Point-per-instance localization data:
____________

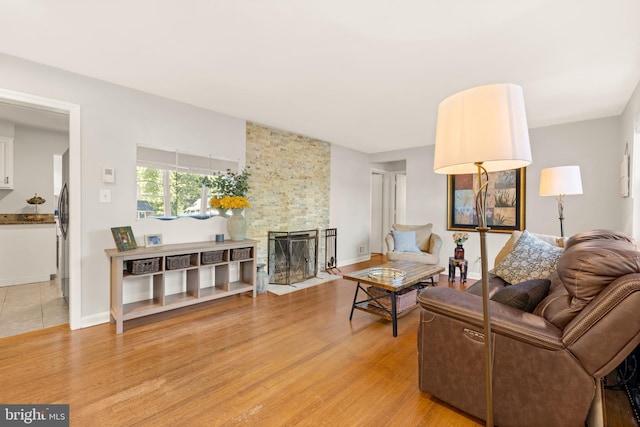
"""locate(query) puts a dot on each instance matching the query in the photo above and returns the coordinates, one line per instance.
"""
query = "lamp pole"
(560, 199)
(480, 193)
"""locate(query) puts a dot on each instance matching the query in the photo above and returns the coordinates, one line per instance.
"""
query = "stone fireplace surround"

____________

YOUR TASK: Copy the records word for word, leaving no picture in the copy.

SOLUTION FOR THIS TASK:
"""locate(query) puts a dot on each instance matching the query in the photo above and returns the coordinates, one line per instance.
"""
query = "lamp pole"
(560, 199)
(480, 193)
"""locate(query) puts a dot on each instance matching the query in the photo above and returns the coordinates, one line per instance.
"""
query = "stone fireplace surround"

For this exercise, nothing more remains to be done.